> [OBJECTIVE 1] From the article on Russia at the Junior Eurovision Song Contest 2006, write out word for word the stretch that opens with the words containing "Russia was represented" and closes with "the national final.".

> [GIVEN PASSAGE]
######

- Country: Russia
- Selection process: National final
- Selection date: 4 June 2006

Competing entry
- Song: "Vesenniy Jazz"
- Artist: Tolmachevy Twins

Placement
- Final result: 1st, 154 points

Participation chronology

= Russia in the Junior Eurovision Song Contest 2006 =

Russia was represented at the Junior Eurovision Song Contest 2006 in Bucharest, Romania. The Russian entry was selected through a national final, organised by Russian broadcaster All-Russia State Television and Radio Company (VGTRK). The final was held on 4 June 2006. Tolmachevy Twins and their song "Vesenniy Jazz" won the national final.

==Before Junior Eurovision==

=== National final ===
On 5 April 2006, VGTRK announced that a national final would be held to select Russia' entry for the Junior Eurovision Song Contest 2006. A submission period for interested artists was opened and lasted until 27 April 2006. A professional jury selected twenty artists and songs from the applicants to proceed to the televised national final. The selected artists and songs competed at the national final which took place on 4 June 2006 in Moscow, hosted by Valeriya and Yuri Nikolaev. The winner was determined exclusively by public televoting. The members of the backup jury were Grigory Gladkov, Evgeny Krylatov, Alexander Zhurbin, Nadezhda Babkina and Philipp Kirkorov. In addition to the performances from the competitors, the show featured guest performances by Kseniya Sitnik, Vladislav Krutskikh and Volshebniki Dvora.

######

> [RECORD SET]
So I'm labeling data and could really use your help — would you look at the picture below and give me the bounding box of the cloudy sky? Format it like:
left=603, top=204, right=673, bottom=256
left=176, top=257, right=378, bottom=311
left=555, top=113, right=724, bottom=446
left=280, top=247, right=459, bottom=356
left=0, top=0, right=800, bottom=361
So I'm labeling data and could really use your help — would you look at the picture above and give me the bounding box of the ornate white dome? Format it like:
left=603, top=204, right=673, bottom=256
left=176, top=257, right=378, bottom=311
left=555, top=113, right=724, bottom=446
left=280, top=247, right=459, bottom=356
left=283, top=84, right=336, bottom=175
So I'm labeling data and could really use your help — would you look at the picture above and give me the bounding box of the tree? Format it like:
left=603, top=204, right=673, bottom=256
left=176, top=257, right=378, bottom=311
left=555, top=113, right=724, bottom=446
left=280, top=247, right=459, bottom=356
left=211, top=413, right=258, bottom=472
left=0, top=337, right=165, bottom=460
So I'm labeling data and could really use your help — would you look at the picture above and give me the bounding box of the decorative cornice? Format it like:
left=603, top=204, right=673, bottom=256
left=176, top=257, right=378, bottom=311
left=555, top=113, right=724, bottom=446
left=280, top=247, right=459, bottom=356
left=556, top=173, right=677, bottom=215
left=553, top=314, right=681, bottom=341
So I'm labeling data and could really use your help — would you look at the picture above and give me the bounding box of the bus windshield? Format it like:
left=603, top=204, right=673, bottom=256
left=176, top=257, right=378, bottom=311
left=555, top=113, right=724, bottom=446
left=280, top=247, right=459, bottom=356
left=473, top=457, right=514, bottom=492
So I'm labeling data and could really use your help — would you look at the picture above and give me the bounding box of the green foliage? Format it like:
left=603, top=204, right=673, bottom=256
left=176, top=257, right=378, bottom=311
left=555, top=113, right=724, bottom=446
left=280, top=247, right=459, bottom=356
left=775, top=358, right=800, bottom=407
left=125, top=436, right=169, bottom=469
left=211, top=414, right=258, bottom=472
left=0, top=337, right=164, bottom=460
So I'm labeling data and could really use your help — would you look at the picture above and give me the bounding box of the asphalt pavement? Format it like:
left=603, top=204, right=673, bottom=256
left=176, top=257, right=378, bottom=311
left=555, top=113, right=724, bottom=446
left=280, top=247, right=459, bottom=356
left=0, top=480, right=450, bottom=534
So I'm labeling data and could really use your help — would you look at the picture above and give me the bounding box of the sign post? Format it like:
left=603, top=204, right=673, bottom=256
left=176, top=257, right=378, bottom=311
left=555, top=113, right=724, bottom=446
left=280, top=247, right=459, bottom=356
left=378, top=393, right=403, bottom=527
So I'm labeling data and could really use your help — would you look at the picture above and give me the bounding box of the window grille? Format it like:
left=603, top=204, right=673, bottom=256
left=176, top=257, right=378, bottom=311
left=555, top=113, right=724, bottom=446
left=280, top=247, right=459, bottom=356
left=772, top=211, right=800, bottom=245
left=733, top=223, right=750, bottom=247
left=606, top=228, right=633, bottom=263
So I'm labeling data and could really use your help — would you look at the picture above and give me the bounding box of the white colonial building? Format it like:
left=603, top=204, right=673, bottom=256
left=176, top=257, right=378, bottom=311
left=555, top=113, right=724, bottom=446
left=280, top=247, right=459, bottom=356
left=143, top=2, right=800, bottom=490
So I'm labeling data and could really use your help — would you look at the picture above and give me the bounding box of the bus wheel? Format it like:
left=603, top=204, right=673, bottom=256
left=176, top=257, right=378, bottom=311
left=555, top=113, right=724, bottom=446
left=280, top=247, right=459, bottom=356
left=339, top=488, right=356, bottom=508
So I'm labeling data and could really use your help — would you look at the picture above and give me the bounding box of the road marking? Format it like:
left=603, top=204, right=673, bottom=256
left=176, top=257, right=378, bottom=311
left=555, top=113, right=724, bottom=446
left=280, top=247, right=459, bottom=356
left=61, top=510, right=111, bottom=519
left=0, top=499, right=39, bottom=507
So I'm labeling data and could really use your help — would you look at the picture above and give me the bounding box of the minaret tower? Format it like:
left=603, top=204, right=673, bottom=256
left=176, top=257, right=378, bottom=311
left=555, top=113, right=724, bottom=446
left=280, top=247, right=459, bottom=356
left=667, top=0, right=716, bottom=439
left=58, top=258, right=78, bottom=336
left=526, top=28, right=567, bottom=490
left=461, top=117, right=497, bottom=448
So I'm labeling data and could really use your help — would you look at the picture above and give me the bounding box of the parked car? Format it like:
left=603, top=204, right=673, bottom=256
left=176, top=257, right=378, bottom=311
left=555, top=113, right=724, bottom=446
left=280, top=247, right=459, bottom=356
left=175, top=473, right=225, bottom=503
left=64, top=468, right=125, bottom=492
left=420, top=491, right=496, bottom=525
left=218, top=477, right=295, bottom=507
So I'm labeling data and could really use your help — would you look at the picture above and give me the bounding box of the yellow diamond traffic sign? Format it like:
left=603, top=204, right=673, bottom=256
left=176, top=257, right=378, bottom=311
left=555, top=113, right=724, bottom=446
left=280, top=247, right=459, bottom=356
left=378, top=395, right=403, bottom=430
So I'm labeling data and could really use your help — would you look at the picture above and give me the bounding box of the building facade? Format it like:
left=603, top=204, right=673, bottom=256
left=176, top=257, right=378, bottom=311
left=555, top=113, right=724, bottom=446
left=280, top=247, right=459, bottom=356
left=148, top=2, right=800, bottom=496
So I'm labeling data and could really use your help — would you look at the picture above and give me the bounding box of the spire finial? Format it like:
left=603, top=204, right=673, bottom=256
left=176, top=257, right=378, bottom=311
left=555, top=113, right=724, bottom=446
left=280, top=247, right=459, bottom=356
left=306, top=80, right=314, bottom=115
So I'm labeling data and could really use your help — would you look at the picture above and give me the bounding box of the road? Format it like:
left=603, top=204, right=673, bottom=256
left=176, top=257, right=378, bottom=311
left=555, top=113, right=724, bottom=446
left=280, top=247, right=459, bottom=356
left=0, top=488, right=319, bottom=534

######

> [OBJECTIVE 2] Put the lines of the records that begin with the line containing "the bus windshield?" and end with the line containing "left=473, top=457, right=514, bottom=492" into a numbered list, including both of those lines and leaving out any blank lines.

> [TASK RESPONSE 1]
Russia was represented at the Junior Eurovision Song Contest 2006 in Bucharest, Romania. The Russian entry was selected through a national final, organised by Russian broadcaster All-Russia State Television and Radio Company (VGTRK). The final was held on 4 June 2006. Tolmachevy Twins and their song "Vesenniy Jazz" won the national final.

> [TASK RESPONSE 2]
1. So I'm labeling data and could really use your help — would you look at the picture above and give me the bounding box of the bus windshield? Format it like:
2. left=603, top=204, right=673, bottom=256
3. left=176, top=257, right=378, bottom=311
4. left=555, top=113, right=724, bottom=446
5. left=280, top=247, right=459, bottom=356
6. left=473, top=457, right=514, bottom=492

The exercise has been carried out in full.